_Exercise description_:
Find each row below that contains the string "white" and copy those rows in full. Case counts.

_Input for this task_:
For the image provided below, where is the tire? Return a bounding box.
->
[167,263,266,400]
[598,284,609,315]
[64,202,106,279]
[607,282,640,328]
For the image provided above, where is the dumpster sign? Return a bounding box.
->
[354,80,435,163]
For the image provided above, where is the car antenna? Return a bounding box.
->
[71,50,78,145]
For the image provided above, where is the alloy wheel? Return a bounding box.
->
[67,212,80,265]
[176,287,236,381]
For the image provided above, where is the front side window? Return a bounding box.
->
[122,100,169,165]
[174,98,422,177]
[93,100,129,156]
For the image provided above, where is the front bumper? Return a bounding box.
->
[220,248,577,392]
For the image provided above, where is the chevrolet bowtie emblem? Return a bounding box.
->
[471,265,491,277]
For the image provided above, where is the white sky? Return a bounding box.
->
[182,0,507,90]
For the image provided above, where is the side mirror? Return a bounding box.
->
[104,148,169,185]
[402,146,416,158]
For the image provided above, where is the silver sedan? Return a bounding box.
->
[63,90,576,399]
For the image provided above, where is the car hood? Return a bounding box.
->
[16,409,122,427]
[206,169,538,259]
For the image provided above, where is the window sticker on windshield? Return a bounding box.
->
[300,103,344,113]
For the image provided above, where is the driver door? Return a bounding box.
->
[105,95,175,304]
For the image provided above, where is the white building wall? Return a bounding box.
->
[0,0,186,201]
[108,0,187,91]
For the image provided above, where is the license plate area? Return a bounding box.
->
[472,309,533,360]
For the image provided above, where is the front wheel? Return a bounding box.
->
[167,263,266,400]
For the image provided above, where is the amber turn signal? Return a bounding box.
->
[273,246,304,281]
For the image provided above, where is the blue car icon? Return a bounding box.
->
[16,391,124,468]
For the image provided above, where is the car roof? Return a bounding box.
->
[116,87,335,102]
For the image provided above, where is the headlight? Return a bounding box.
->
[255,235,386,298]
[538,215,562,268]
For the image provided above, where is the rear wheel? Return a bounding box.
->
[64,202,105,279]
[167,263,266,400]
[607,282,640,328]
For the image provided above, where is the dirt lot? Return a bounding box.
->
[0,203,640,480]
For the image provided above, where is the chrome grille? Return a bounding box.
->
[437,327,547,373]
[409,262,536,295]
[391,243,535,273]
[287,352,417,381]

_Correct output_:
For the image provided above, where is the white sky? Return a bounding box.
For the image provided above, where is the white building wall? Return a bounding box.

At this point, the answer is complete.